[Referring expression data]
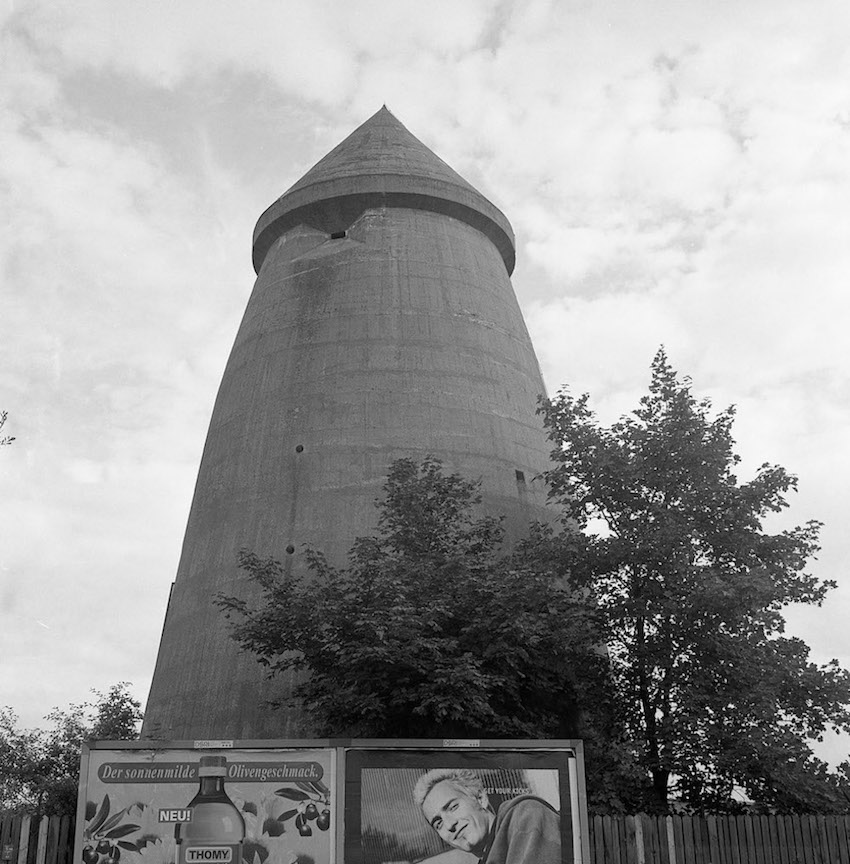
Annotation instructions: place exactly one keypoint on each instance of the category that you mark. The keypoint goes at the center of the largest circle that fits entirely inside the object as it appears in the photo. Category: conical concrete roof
(380, 164)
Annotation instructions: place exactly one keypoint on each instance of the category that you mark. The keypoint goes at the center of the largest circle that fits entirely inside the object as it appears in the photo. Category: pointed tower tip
(380, 164)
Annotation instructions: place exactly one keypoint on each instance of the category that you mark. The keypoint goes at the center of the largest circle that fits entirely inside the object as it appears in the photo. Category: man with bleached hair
(526, 830)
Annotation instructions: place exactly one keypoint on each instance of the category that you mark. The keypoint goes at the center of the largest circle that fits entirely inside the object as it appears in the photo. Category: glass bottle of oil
(215, 829)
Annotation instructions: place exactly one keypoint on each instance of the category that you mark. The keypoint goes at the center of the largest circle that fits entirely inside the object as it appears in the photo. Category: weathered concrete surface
(403, 338)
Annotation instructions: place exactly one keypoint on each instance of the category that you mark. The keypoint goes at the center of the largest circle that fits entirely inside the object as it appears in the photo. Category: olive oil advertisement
(206, 806)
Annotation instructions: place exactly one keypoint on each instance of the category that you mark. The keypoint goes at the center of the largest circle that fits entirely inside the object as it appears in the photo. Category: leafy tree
(691, 588)
(429, 630)
(39, 768)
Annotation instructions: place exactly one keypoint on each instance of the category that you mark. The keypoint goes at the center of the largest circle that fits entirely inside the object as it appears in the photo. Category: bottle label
(220, 853)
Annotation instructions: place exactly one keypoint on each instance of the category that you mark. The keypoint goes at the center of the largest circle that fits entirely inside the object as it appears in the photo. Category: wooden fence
(36, 839)
(771, 839)
(613, 840)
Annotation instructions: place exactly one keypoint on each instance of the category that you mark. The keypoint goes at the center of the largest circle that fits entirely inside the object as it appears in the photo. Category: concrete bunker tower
(382, 324)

**Required action:** Write the data out again exactly, but without its images.

**Solution to the problem:**
Annotation instructions: place exactly one keypoint on each instance of the category that you mark. The keypoint goes at the center of the largest circle that fits entirely inside the object as it appears in the photo. Category: conical concrete roof
(380, 164)
Annotation instructions: place exactly one keypoint on each instance of the category that you mark. The keypoint goes at the center of the largest circle that fits entirely inside the object as it appears in the photo. Category: pointed tower tip
(380, 164)
Annotation instructions: place exactly one keypoint on each instance of the category that you mark. The keypoint goes at the center of the largest circle that fits entirely inside the object as it appears in the photo. Category: man with bleached hair
(526, 830)
Annotation instructions: place exactly one keypoint on each instance of the category that you mark. The keypoint goes at the center of the largest circle that fits entirely inside the object as it appears in the photo. Category: glass bottle of oil
(215, 829)
Annotation instructions: place exactly one keypoint on each instance of the category that you mark. The keypoint goes at the center of the largest circle that fits entirely inside the object as it appears in the photo. Category: weathered concrete surface
(403, 338)
Annotation instructions: place exactly one keypoint on each instance of the category that you mark. The keypoint goes at the center of the largest circle that fits entirely inside the object as it appears in the photo. Category: olive oil advertisement
(206, 806)
Annotation instructions: place exactly one keypoint on each instance of the category that you mark. The keypoint goes at the center of the largest circle that fits entirely inside the object as it appears in the photo. Category: leafy tree
(691, 588)
(429, 630)
(39, 768)
Annotation instructions: place exactly one keypoint on each instance of the category that you mark. The keypoint goes at the center of the largest circle that fits entirely inside the object as it appears in the photo. Category: bottle label
(220, 853)
Annotation instructions: place exactly one keypoint on each instance of the category that you mark. The keypoint goes at the center of the largest circle that fits entirely inside the object as it appears in the photo. Category: wooden fence
(36, 839)
(771, 839)
(613, 840)
Annotation instructions: place exactly one keypoint on each instance of the category that you mark. The keypoint goes at the center of the largest circle that fits entirely inside the object as it appears in the photo. Category: concrete bunker tower
(382, 324)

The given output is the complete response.